§ **What you will do**
Please show every line in the entries below that includes the word "black".

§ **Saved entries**
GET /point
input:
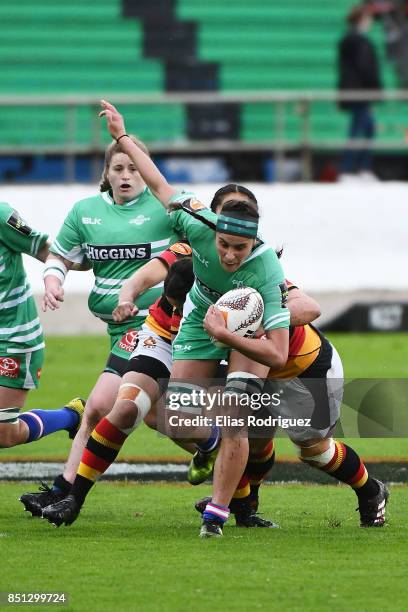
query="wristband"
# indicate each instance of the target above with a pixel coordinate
(55, 267)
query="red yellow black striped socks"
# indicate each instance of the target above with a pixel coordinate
(343, 463)
(259, 465)
(100, 452)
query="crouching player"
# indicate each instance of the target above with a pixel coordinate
(21, 339)
(312, 384)
(141, 386)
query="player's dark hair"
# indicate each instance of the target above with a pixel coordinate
(231, 188)
(246, 208)
(111, 150)
(241, 207)
(179, 279)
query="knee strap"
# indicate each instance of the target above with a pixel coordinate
(9, 416)
(142, 401)
(243, 383)
(324, 458)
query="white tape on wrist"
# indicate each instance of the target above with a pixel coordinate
(55, 267)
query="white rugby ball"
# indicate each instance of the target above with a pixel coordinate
(243, 311)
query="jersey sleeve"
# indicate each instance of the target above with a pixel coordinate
(68, 242)
(290, 285)
(274, 292)
(174, 252)
(17, 234)
(191, 216)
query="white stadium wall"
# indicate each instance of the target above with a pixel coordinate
(336, 238)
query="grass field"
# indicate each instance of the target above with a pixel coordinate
(135, 547)
(73, 364)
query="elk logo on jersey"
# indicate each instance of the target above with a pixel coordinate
(196, 205)
(9, 367)
(17, 223)
(128, 341)
(139, 220)
(181, 248)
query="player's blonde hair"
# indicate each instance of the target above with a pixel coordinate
(111, 150)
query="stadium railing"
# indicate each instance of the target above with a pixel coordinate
(305, 143)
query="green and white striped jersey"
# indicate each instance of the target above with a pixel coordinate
(20, 328)
(261, 270)
(117, 240)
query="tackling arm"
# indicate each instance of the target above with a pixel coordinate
(148, 276)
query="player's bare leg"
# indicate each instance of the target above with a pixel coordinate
(98, 405)
(13, 431)
(244, 378)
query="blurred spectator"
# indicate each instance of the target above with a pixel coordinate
(358, 70)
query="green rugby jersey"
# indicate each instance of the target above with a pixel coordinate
(20, 328)
(261, 270)
(117, 240)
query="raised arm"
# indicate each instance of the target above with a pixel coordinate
(146, 167)
(149, 275)
(43, 252)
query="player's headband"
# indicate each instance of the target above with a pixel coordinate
(237, 225)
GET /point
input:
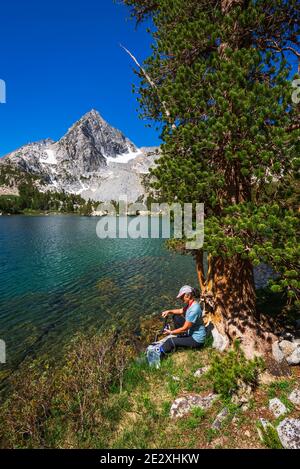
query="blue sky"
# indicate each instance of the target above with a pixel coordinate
(60, 59)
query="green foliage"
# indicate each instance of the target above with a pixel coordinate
(270, 436)
(229, 138)
(228, 370)
(51, 406)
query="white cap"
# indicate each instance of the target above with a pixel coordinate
(183, 290)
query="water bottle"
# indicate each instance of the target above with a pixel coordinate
(153, 355)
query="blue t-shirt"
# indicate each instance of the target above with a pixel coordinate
(197, 330)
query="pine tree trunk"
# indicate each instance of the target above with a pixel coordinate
(231, 284)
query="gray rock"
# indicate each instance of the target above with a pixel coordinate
(201, 371)
(277, 352)
(92, 159)
(220, 419)
(289, 433)
(294, 358)
(265, 424)
(183, 405)
(287, 347)
(294, 397)
(277, 407)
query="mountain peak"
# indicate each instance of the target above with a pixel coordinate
(93, 113)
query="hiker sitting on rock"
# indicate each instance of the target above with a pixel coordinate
(188, 323)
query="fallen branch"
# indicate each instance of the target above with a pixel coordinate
(151, 83)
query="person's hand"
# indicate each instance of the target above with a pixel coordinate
(165, 313)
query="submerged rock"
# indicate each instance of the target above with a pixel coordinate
(220, 419)
(289, 433)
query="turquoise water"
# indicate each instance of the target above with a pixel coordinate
(57, 278)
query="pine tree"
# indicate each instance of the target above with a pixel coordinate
(220, 83)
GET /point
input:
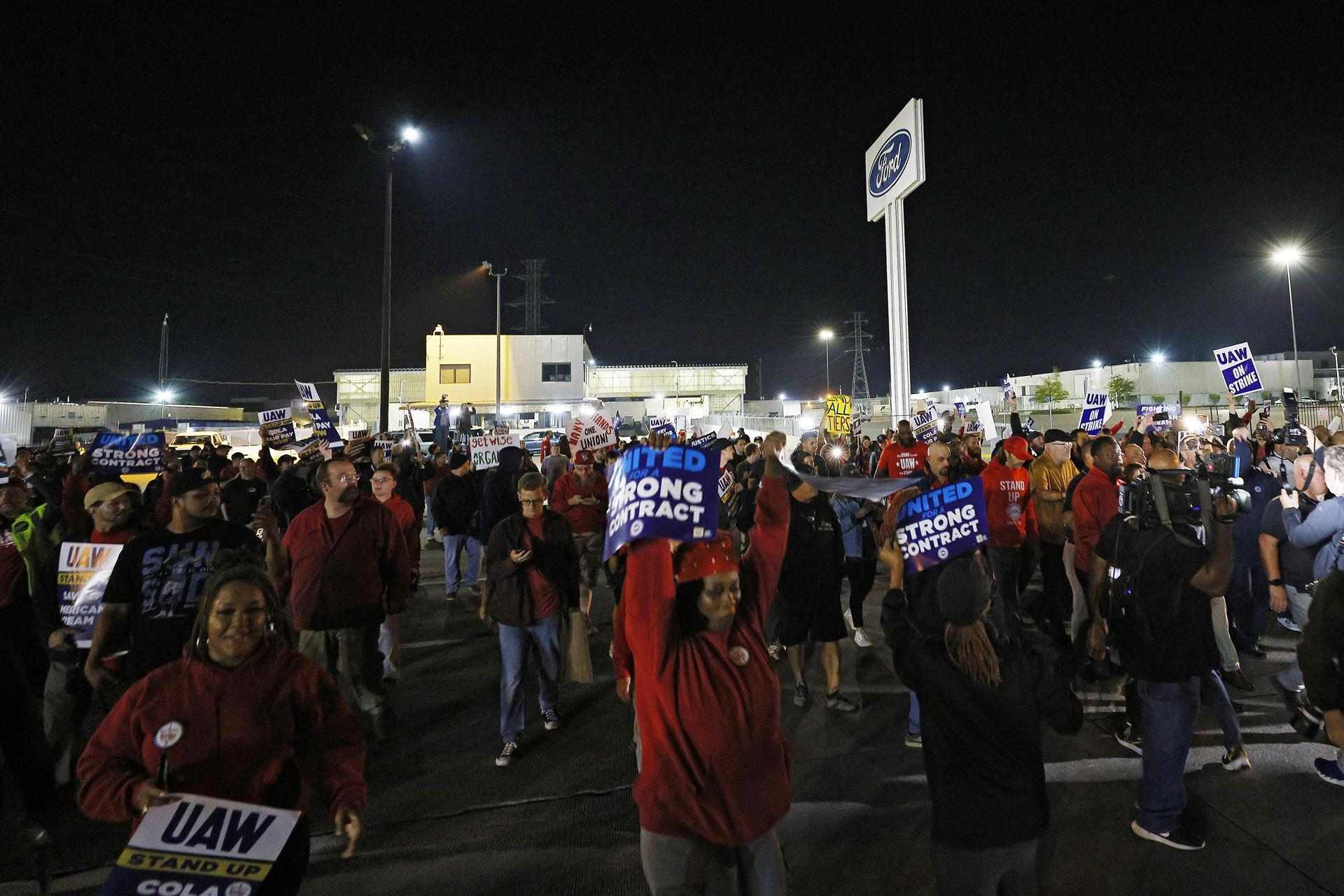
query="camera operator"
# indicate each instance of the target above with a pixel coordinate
(1160, 608)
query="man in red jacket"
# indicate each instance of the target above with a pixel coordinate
(904, 457)
(581, 498)
(1011, 526)
(346, 566)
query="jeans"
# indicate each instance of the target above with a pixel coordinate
(1170, 710)
(685, 865)
(452, 546)
(515, 643)
(1212, 694)
(1007, 564)
(1298, 606)
(996, 871)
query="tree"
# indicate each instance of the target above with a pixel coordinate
(1051, 388)
(1121, 388)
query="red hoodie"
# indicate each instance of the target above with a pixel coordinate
(715, 760)
(1011, 514)
(268, 732)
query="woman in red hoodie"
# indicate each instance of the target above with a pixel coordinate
(715, 766)
(241, 716)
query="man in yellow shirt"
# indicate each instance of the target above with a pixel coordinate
(1050, 477)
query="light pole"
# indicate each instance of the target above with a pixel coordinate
(409, 136)
(825, 336)
(1288, 257)
(489, 269)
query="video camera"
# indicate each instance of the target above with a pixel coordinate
(1187, 496)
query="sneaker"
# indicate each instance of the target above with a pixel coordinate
(1329, 771)
(839, 704)
(507, 754)
(1129, 739)
(1236, 760)
(1177, 839)
(1237, 680)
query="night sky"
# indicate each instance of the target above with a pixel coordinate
(1097, 187)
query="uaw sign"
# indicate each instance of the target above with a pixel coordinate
(1096, 406)
(202, 846)
(942, 524)
(125, 454)
(1238, 368)
(667, 495)
(486, 449)
(592, 433)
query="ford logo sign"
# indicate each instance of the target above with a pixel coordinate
(889, 164)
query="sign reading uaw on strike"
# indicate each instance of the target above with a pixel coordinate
(667, 495)
(942, 524)
(202, 846)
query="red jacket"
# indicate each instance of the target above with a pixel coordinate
(901, 463)
(581, 517)
(1011, 514)
(350, 580)
(268, 732)
(715, 760)
(1096, 501)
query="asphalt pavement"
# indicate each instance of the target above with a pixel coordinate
(445, 820)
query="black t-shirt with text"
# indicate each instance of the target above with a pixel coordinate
(1179, 641)
(163, 577)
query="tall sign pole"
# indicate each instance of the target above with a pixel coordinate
(895, 166)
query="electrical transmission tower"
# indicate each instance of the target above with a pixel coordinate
(858, 347)
(533, 298)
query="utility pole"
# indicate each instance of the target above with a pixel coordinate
(533, 298)
(858, 347)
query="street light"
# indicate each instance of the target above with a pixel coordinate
(489, 269)
(1289, 255)
(409, 136)
(825, 336)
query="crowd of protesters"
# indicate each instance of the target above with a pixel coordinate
(249, 584)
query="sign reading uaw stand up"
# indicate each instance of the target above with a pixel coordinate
(894, 167)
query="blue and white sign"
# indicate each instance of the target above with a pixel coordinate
(1096, 410)
(663, 425)
(1238, 368)
(124, 454)
(941, 524)
(664, 495)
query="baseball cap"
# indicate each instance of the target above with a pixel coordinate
(190, 481)
(1016, 447)
(104, 492)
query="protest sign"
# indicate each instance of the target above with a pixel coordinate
(62, 441)
(323, 425)
(1096, 410)
(705, 441)
(942, 524)
(134, 453)
(486, 449)
(592, 433)
(201, 846)
(1238, 368)
(926, 426)
(668, 495)
(839, 409)
(662, 425)
(83, 570)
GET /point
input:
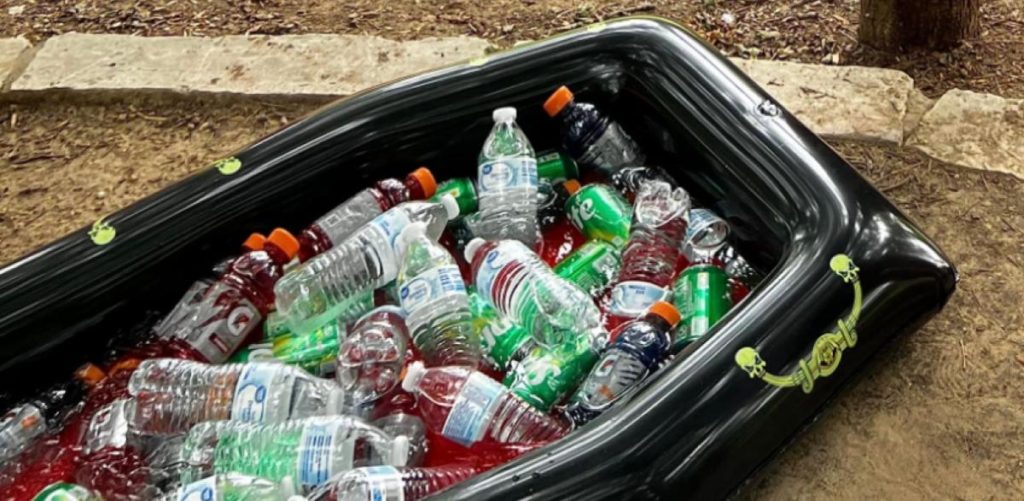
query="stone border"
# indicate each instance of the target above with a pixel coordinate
(848, 102)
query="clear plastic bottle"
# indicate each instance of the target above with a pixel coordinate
(433, 294)
(28, 421)
(593, 139)
(507, 182)
(303, 452)
(653, 252)
(233, 306)
(172, 395)
(230, 487)
(522, 288)
(332, 284)
(636, 349)
(373, 355)
(332, 228)
(388, 483)
(466, 406)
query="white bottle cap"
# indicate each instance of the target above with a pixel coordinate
(413, 376)
(471, 248)
(399, 451)
(408, 235)
(336, 402)
(451, 205)
(506, 114)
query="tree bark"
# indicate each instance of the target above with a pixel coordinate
(899, 25)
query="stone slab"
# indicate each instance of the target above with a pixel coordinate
(970, 129)
(10, 50)
(293, 65)
(848, 102)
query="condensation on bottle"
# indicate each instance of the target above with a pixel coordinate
(432, 292)
(507, 182)
(334, 284)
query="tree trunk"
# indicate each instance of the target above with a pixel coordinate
(898, 25)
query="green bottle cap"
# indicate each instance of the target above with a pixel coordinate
(556, 166)
(463, 191)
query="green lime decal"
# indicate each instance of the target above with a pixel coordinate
(228, 166)
(101, 233)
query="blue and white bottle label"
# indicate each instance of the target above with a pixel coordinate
(633, 298)
(474, 406)
(205, 490)
(253, 390)
(430, 286)
(384, 484)
(505, 174)
(324, 450)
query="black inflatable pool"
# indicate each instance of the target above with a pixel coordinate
(702, 425)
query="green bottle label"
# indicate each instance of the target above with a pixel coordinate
(462, 190)
(593, 266)
(315, 351)
(601, 213)
(502, 340)
(547, 375)
(556, 166)
(701, 295)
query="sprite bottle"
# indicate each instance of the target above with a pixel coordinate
(601, 213)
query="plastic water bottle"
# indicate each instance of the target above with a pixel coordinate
(652, 253)
(466, 406)
(507, 182)
(373, 355)
(332, 228)
(230, 487)
(27, 422)
(388, 483)
(432, 292)
(327, 286)
(522, 288)
(233, 306)
(172, 395)
(304, 453)
(593, 139)
(637, 348)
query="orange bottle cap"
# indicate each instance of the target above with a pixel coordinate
(667, 311)
(557, 100)
(571, 185)
(285, 241)
(426, 180)
(254, 242)
(89, 374)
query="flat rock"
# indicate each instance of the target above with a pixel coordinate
(969, 129)
(10, 49)
(293, 65)
(849, 102)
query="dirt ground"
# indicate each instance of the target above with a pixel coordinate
(938, 416)
(809, 31)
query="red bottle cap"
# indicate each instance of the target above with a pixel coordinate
(284, 241)
(667, 311)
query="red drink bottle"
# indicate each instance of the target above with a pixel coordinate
(336, 225)
(233, 306)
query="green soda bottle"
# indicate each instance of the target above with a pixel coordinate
(503, 341)
(701, 295)
(547, 375)
(593, 266)
(303, 452)
(463, 191)
(315, 351)
(556, 166)
(231, 487)
(62, 491)
(601, 213)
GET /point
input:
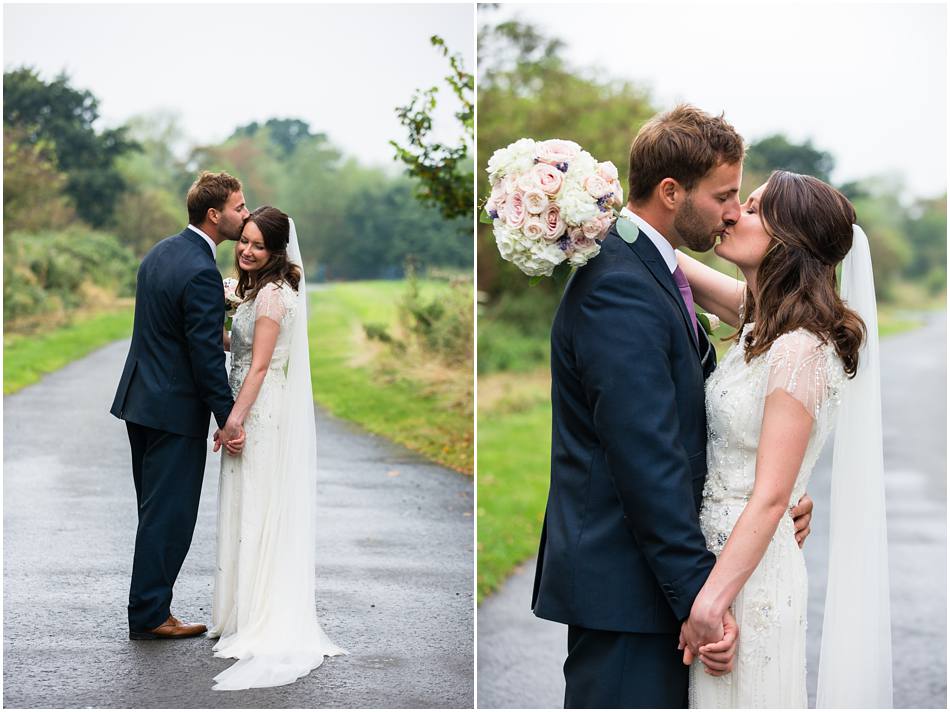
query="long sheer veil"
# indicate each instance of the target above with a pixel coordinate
(855, 664)
(286, 642)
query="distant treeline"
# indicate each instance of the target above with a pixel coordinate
(123, 189)
(526, 88)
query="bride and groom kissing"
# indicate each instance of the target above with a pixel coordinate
(174, 379)
(671, 543)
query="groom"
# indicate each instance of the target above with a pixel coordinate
(174, 377)
(622, 555)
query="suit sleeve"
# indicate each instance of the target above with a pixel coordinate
(622, 347)
(204, 326)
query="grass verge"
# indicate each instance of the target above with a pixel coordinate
(514, 439)
(423, 409)
(29, 357)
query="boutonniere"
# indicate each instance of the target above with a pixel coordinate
(627, 229)
(710, 322)
(231, 301)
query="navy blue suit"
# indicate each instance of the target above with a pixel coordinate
(174, 379)
(622, 556)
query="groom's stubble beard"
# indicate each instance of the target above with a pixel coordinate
(694, 233)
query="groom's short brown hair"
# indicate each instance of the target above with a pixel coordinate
(684, 144)
(210, 190)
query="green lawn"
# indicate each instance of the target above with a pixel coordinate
(27, 358)
(386, 402)
(514, 440)
(514, 461)
(346, 380)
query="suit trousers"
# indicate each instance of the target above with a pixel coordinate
(609, 669)
(168, 470)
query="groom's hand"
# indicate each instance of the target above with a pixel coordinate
(718, 658)
(801, 514)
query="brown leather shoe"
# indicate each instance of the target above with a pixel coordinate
(172, 628)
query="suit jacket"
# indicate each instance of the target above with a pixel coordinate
(621, 548)
(175, 375)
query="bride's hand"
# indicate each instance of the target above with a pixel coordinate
(719, 657)
(703, 626)
(801, 514)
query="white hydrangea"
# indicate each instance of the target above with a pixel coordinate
(558, 227)
(516, 158)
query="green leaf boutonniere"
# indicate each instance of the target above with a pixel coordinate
(710, 322)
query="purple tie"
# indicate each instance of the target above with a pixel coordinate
(687, 294)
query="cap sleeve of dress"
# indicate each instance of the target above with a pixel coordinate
(269, 303)
(798, 365)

§ **Your response**
query="red yellow black striped socks"
query="black t-shirt with text"
query="black inflatable pool"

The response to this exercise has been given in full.